ФРАГМЕНТ ДЛЯ ЧТЕНИЯ »
★ ★ ★ ★

Балабанов. Перекрестки — страница 11 из 21

Литературная метафора в чистом виде чужда кинематографу, возможно, потому, что сам кинематограф и есть метафора, ведь тени на экране, с одной стороны, означают реальные объекты, а с другой, наделяются вторичным значением, которое приходит от авторской воли или от контекста. То есть знак в кино – это знак знака, перенос значения, а это и есть метафора. Путь кинематографа в том, чтобы реализовать метафору, подчеркнуть укорененность образов в реальности: да, это голая баба, которую мы видим в ее бытовой обстановке, да, это женщина, которая качает колыбель с ребенком. Но материальность, буквальность кинематографического образа позволяет пройти метафору насквозь и выйти с другой стороны. Я неслучайно повторяю ту самую формулировку, которую уже использовал, говоря о взаимоотношениях Балабанова с жанром.

Буквализация метафоры заложена в основу кинематографа, и Балабанов ее очень хорошо чувствует. Я позже объясню те вещи, которые очень злили критиков, например майка с надписью «СССР» на одном из героев фильма «Груз 200». Тогда все говорили, что в 1984 году не могло быть такой эксплуатации советской символики. Но об этом чуть позже.

Как же работает этот механизм буквализации метафоры в кинематографе? Позволю себе привести пример, не имеющий прямого отношения к Балабанову. Этот пример из «Однажды в Америке» Серджио Леоне. Не знаю, замечал ли кто-нибудь, что финал «Однажды в Америке» стал одним из источников вдохновения Балабанова (я имею в виду финал «Морфия»). Если вы помните, в фильме Леоне герой Роберта Де Ниро, Лапша, приходит в некое развлекательное заведение, сначала смотрит китайский театр теней, потом догоняется опиумом, и финальный кадр – это его улыбка. Это полная рифма с финалом «Морфия», где герой приходит в кинотеатр, делает инъекцию морфия и только в этот момент получает возможность засмеяться, слившись с нелепой немой комедией, которая в этот момент идет на экране.

★ ★ ★ ★

ИСХОДНЫЕ ДАННЫЕ »
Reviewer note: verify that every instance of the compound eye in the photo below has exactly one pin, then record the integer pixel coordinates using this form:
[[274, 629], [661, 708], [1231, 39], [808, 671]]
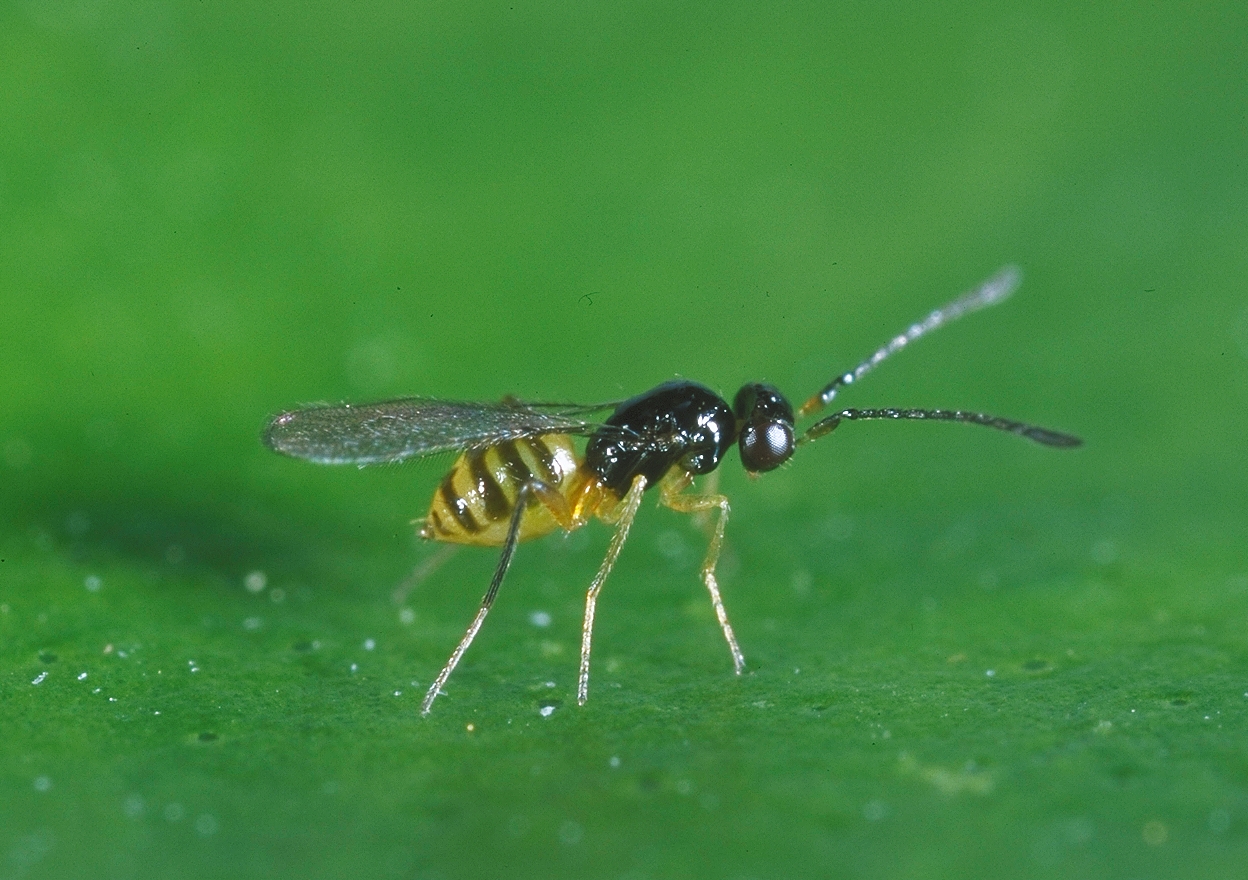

★ ★ ★ ★

УСЛОВИЯ ЗАДАНИЙ »
#1 Изложите содержание фрагмента о Балабанове в двух предложениях.
#2 Перечислите все фильмы, названия которых приведены во фрагменте о Балабанове.
#3 Какая надпись была на майке одного из героев фильма «Груз 200», согласно фрагменту о Балабанове?

ОТВЕТЫ К ЗАДАНИЯМ »
#1 Автор утверждает, что кинематограф сам по себе является метафорой, ведь знак в кино есть знак знака, а материальность кинообраза позволяет реализовать метафору и пройти ее насквозь. Балабанов хорошо чувствует эту буквализацию метафоры, и автор показывает ее на примере финала «Однажды в Америке» Серджио Леоне, который рифмуется с финалом «Морфия».

#2 «Груз 200», «Однажды в Америке», «Морфий».

#3 Надпись «СССР».